··· The data
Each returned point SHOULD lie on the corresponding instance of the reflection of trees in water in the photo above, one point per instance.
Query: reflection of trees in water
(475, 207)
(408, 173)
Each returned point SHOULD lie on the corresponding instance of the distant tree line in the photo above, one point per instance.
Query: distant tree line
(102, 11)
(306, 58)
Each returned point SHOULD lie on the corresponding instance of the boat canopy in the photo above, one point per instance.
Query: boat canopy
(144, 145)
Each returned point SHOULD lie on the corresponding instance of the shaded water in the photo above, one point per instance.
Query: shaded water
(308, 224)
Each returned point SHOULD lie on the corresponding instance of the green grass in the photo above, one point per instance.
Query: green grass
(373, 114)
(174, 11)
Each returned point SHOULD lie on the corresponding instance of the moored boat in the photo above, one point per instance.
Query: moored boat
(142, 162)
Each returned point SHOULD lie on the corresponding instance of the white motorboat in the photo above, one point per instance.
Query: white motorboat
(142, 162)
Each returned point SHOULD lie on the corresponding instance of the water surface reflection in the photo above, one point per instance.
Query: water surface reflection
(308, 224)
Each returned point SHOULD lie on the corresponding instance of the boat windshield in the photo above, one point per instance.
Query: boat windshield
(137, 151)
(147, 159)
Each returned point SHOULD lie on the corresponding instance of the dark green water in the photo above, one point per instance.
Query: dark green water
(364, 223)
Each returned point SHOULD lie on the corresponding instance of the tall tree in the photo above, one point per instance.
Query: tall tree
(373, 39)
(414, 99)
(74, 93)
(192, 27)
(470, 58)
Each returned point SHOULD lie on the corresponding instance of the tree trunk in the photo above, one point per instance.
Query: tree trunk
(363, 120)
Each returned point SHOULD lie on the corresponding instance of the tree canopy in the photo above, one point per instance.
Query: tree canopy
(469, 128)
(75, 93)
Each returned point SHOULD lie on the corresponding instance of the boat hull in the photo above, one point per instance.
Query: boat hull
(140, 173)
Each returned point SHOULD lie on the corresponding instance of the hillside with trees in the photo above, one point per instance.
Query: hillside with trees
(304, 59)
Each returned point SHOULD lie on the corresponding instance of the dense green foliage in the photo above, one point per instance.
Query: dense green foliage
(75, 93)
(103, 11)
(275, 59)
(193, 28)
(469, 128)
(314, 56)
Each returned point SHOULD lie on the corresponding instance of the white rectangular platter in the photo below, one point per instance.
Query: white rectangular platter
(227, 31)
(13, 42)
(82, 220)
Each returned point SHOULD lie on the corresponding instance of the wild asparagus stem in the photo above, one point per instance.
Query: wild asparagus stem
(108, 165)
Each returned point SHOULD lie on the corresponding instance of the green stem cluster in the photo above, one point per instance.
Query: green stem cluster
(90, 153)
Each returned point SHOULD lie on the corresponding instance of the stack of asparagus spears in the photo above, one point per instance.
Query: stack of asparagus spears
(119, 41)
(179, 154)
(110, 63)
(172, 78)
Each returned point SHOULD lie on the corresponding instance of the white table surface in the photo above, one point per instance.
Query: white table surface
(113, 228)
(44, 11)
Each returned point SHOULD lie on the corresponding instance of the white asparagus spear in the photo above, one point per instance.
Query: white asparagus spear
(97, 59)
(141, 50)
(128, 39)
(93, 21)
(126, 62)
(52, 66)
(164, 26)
······
▶ [Task prompt]:
Repeat the data exactly. Leave nothing out.

▶ [Correct answer]:
Each returned point SHOULD lie on the corresponding instance of the reflection of trees in water in the photo above, one point per instance.
Query: reflection of trees in water
(475, 207)
(408, 173)
Each returned point SHOULD lie on the corresponding instance of the distant tree line in the photo above, one point per instance.
Query: distant tree line
(102, 11)
(306, 58)
Each returned point SHOULD lie on the corresponding instance of the boat canopy in the photo above, one point per instance.
Query: boat canopy
(144, 145)
Each returned point SHOULD lie on the corresponding instance of the shaded water in the photo above, one point per instance.
Query: shaded water
(308, 224)
Each returned point SHOULD lie on the corresponding instance of the green grass in the photo above, one point per instance.
Query: green grass
(373, 114)
(174, 11)
Each returned point SHOULD lie on the corresponding instance of the moored boat in the photo above, one point per instance.
Query: moored boat
(142, 162)
Each returned point SHOULD lie on the corresponding instance of the white motorboat in the photo above, one point per instance.
Query: white motorboat
(142, 162)
Each returned point SHOULD lie on the corresponding instance of the water surface reflection in the photo above, one point per instance.
Query: water surface reflection
(308, 224)
Each returned point SHOULD lie on the corresponding instance of the boat windshield in the photo above, one point per instance.
Query: boat windshield
(137, 151)
(147, 159)
Each returned point SHOULD lie on the corresponding instance of the dark green water in the photo above, one point per instance.
Query: dark green water
(364, 223)
Each returned point SHOULD lie on the corresponding instance of the tall tree in the photo above, one point per instance.
Query: tall tree
(373, 39)
(414, 99)
(74, 93)
(192, 27)
(470, 58)
Each returned point SHOULD lie on the corresponding instance of the tree trunk in the photo above, one point per instance.
Query: tree trunk
(363, 120)
Each returned point SHOULD lie on the corresponding instance of the tree canopy in the photo above, one point per instance.
Query: tree canopy
(469, 128)
(75, 93)
Each returned point SHOULD lie on the corresponding instance of the boat hull in the photo above, one point per instance.
Query: boat hull
(140, 173)
Each returned point SHOULD lie on the corresponding instance of the hillside with trees in the photo above, one point per instance.
Query: hillside with trees
(304, 59)
Each returned point SHOULD lie on the corresponding instance of the dense green foliage in the photo above, one point per instance.
Query: dense green foliage
(75, 93)
(103, 11)
(275, 59)
(193, 28)
(469, 128)
(314, 56)
Each returned point SHOULD lie on the corresponding instance of the white rectangular platter in the photo below, one point per instance.
Query: white rectangular platter
(227, 31)
(13, 42)
(82, 220)
Each returned point SHOULD lie on the corresponding instance of the wild asparagus stem in the photo above, one point per instance.
Query: wild asparagus stem
(108, 165)
Each returned point SHOULD lie on the corresponding instance of the green stem cluster in the photo above, one point per instance.
Query: green stem cluster
(90, 153)
Each returned point SHOULD lie on the corresponding instance of the stack of asparagus spears in the photo above, one point per instance.
Query: stack of asparagus spears
(119, 41)
(179, 154)
(110, 63)
(172, 78)
Each returned point SHOULD lie on the corresponding instance of the white table surface in the photo above, one point per instance.
Query: white table surface
(113, 228)
(44, 11)
Each returned point SHOULD lie on the corresponding instance of the white asparagus spear in the photo above, one point per instance.
Query: white asparagus spear
(97, 59)
(141, 50)
(128, 39)
(93, 21)
(126, 62)
(52, 66)
(164, 26)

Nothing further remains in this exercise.